▶ [Request]: Copy every line from the line containing "[mark] the marble" through the end of the items, shifting each x and y coordinate in the answers up by 116 and leaving all other lines unchanged.

▶ [Data to process]:
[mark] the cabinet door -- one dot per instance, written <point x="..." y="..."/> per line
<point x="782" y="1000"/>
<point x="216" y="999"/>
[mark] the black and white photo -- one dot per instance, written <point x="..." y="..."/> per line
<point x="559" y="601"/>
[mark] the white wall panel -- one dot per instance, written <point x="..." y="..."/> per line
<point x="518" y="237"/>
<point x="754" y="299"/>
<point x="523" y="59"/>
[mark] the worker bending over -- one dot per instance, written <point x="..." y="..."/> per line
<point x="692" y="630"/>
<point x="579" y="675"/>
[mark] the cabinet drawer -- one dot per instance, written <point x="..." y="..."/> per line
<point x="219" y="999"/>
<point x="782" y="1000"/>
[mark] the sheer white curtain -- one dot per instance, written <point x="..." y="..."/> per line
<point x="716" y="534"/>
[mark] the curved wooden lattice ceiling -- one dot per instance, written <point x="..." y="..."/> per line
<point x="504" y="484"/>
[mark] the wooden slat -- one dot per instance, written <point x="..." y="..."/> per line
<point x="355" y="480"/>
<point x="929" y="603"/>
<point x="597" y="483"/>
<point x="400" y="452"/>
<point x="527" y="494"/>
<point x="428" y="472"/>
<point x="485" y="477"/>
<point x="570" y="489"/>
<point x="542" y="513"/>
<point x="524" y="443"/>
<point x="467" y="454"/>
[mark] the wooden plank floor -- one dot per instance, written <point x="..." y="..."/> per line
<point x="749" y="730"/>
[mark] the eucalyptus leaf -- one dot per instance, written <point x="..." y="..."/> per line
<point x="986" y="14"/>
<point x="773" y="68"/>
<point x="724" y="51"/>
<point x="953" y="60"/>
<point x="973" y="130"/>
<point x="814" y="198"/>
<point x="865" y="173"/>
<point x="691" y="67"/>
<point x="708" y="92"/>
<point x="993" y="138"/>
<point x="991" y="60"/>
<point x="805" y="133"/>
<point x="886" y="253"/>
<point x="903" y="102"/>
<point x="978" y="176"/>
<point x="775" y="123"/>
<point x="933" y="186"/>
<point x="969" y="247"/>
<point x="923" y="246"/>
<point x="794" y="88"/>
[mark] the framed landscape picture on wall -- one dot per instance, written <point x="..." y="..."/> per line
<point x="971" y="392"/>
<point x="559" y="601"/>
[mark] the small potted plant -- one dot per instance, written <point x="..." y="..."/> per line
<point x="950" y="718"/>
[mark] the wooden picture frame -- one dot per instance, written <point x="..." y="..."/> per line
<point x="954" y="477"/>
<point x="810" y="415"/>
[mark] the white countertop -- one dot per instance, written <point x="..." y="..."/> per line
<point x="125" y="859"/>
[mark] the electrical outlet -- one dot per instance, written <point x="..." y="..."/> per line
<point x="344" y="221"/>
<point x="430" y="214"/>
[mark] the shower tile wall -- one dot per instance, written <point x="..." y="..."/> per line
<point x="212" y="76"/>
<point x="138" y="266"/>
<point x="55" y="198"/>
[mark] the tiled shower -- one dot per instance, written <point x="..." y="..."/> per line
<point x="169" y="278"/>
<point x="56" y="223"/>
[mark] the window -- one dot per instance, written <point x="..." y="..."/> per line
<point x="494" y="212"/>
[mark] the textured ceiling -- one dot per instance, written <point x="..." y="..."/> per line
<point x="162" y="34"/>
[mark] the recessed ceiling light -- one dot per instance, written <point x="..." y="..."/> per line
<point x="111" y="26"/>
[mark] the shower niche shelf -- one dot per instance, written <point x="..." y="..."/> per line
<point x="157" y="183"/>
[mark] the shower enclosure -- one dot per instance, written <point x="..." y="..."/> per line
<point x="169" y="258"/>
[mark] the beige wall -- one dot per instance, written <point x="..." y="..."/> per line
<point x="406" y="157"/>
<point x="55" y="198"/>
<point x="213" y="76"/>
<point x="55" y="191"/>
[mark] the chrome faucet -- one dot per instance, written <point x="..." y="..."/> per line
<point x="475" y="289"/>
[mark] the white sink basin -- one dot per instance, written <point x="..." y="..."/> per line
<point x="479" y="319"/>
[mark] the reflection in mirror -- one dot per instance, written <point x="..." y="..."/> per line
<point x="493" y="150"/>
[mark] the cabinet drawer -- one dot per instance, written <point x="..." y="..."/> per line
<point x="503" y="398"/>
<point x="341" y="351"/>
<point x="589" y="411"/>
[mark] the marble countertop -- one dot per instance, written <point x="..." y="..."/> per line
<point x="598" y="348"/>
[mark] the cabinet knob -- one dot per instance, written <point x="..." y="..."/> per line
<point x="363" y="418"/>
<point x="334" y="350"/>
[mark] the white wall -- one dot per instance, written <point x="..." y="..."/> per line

▶ [Output]:
[mark] the marble countertop -- one dot per instance, written <point x="..." y="..."/> per line
<point x="714" y="464"/>
[mark] the cabinet knob -- one dot per instance, written <point x="..." y="..."/> per line
<point x="479" y="534"/>
<point x="450" y="466"/>
[mark] the white wall -- one dot per instance, written <point x="..." y="..."/> per line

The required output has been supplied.